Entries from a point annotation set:
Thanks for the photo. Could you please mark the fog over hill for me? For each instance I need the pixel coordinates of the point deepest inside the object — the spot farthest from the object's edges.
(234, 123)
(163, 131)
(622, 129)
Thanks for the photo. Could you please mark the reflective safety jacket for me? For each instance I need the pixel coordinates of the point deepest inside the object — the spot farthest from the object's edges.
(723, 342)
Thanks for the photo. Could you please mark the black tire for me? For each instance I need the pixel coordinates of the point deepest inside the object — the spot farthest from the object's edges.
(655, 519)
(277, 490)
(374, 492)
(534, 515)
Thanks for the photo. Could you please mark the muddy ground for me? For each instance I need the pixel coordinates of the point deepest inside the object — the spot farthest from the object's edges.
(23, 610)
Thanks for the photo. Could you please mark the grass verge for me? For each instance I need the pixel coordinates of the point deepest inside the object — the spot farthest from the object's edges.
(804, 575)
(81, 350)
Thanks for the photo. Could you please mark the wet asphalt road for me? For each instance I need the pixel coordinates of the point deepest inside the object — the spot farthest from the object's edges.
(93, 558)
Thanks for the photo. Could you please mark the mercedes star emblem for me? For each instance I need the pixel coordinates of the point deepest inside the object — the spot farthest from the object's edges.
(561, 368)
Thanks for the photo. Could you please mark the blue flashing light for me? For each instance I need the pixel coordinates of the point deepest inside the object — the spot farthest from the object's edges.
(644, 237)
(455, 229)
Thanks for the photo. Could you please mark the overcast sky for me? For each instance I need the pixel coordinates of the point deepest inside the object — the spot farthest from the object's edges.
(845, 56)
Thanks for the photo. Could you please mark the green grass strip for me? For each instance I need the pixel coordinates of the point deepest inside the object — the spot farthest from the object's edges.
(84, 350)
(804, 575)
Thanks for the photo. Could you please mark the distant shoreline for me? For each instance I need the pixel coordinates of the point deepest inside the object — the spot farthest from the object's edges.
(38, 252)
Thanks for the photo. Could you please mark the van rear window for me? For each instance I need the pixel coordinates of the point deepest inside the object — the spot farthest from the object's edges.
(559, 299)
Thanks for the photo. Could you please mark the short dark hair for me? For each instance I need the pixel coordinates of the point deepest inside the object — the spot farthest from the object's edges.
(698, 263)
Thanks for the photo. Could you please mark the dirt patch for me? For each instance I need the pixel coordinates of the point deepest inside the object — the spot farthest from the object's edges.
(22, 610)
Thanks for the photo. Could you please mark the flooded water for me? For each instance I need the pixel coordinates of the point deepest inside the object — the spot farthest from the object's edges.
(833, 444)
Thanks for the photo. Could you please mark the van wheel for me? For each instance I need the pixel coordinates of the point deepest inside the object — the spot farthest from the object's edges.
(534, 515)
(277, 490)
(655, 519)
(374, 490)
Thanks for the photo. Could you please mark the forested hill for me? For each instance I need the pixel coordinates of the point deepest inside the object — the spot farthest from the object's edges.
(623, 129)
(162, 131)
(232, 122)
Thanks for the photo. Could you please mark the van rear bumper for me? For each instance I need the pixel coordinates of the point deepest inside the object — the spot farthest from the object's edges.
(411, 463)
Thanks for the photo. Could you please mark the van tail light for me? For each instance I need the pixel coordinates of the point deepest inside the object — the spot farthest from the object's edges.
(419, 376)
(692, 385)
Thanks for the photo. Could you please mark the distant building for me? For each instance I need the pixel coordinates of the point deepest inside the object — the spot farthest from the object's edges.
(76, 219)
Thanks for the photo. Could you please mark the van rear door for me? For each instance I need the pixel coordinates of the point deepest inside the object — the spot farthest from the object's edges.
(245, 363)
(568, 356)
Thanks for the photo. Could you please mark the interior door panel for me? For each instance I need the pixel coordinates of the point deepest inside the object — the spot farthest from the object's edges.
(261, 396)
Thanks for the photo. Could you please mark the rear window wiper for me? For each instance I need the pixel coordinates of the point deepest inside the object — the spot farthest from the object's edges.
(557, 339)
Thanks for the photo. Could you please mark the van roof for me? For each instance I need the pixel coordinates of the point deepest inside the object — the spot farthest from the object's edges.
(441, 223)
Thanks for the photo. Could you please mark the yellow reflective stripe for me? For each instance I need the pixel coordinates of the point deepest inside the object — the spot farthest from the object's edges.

PROBLEM DESCRIPTION >> Convert the listing above into a JSON array of strings, with one string per line and blank lines omitted.

SOLVED EXERCISE >>
[
  "Thanks for the photo. Could you please mark the fog over hill for me? For each instance I need the pixel coordinates of the point deepest inside the object — the spot farthest from the object's edges.",
  "(234, 123)",
  "(163, 131)",
  "(622, 129)",
  "Thanks for the photo. Could you please mark the reflective safety jacket for me? For each instance I need the pixel coordinates of the point deepest inside the object — the spot farthest from the object's edges.",
  "(723, 342)",
  "Thanks for the photo. Could you please mark the black tire for me? For each instance I need the pixel coordinates of the point deepest inside the object — the spot farthest from the object's edges.",
  "(655, 519)",
  "(277, 490)",
  "(374, 492)",
  "(534, 515)",
  "Thanks for the photo. Could you please mark the muddy ground for me? For each instance I need the pixel coordinates of the point deepest inside the object — the spot farthest from the object's edges.",
  "(23, 610)",
  "Thanks for the photo. Could you please mark the grass verge for me? For each instance I need the pixel coordinates of the point deepest inside the object — the spot farthest from the object's edges.",
  "(804, 575)",
  "(81, 350)",
  "Thanks for the photo. Could you please mark the wet asphalt road for me? For each instance I need the pixel coordinates of the point deepest inside the object — the spot farthest from the object's edges.",
  "(93, 558)",
  "Thanks for the photo. Could you please mark the mercedes star emblem for me? For each instance I need the pixel coordinates of the point deepest inside the object — the spot farthest from the object's edges.",
  "(561, 368)",
  "Thanks for the photo. Could you please mark the blue flashing light for me? For each instance I need the pixel coordinates of the point deepest inside the object — the spot farthest from the object's edges.",
  "(644, 237)",
  "(455, 229)",
  "Thanks for the photo. Could you please mark the overcast sky for me? For each instance I need the pixel coordinates of the point deepest inside the object — the spot farthest from the object's edges.",
  "(845, 56)",
  "Thanks for the photo. Could you please mark the green grass strip for me? For each instance I need the pixel coordinates of the point deepest inside the object — the spot farthest from the object's edges.",
  "(84, 350)",
  "(804, 575)",
  "Thanks for the photo. Could you please mark the distant shoreline for me? For each instance I need the pixel coordinates of the point deepest inside the object — the spot farthest from the object's edges.",
  "(38, 252)",
  "Thanks for the photo. Could you please mark the van rear window for me? For each instance I need the pixel coordinates of the point deepest inside the object — the spot farthest from the object's edges.",
  "(559, 299)",
  "Thanks for the photo. Could you please mark the short dark hair for me? For each instance I need the pixel coordinates of the point deepest inside the object — the spot farthest from the object's edges.",
  "(698, 263)",
  "Thanks for the photo. Could you please mark the dirt patch for me? For each instance I need the pixel coordinates of the point deepest inside the object — the spot farthest from the object's edges.",
  "(22, 610)",
  "Thanks for the photo. Could you please mark the flooded water for me? For each instance I need the pixel coordinates of the point deepest inside the object — the spot farthest from the object's edges.",
  "(833, 444)",
  "Thanks for the photo. Could you please mark the van wheel for me? For each instance I need the pixel coordinates of the point deepest inside the object — the spot farthest from the object's edges.",
  "(534, 515)",
  "(277, 490)",
  "(655, 519)",
  "(374, 490)",
  "Thanks for the photo. Could you please mark the forested hill for me? For each instance I need the pixel coordinates of the point deepest inside the object — the spot farthest from the object's edges.",
  "(623, 129)",
  "(162, 131)",
  "(232, 122)",
  "Thanks for the photo. Could you please mark the van rear bumper for me? For each instance I need the pixel coordinates of the point deepest inside the object — the spot farthest from the object's edges.",
  "(411, 463)",
  "Thanks for the photo. Could you please mark the van tail light for me? For each instance I need the pixel coordinates of the point deepest inside the object — the spot farthest from the object's edges.",
  "(419, 376)",
  "(692, 385)",
  "Thanks for the photo. Could you please mark the distant building for me? For each instance I need the pixel coordinates of the point deepest inside the object — the spot farthest from the object's edges.",
  "(76, 219)",
  "Thanks for the photo. Could you please mark the van rear door for me? For each instance I need the pixel coordinates of the point deepest inside the object — the spot farthest from the object's edges.",
  "(245, 363)",
  "(568, 356)",
  "Thanks for the photo. Could you please mark the interior door panel for me? For each instance I need the pixel coordinates of the point deepest inside the object — the spot farthest from the object's edges.",
  "(261, 396)",
  "Thanks for the photo. Could you please mark the rear window wiper for me? For each instance I need the pixel coordinates of the point deepest inside the object — the spot farthest from the object's edges.",
  "(557, 339)",
  "Thanks for the photo. Could you please mark the van roof for me? For each instance I need the pixel coordinates of the point deepest inside the object — the spot farthest from the object's edges.",
  "(441, 223)",
  "Thanks for the photo. Could you please mark the yellow reflective stripe for me? For each instance I need the pixel coordinates of the point deepest inside the object — the spot farthest from the object's edges."
]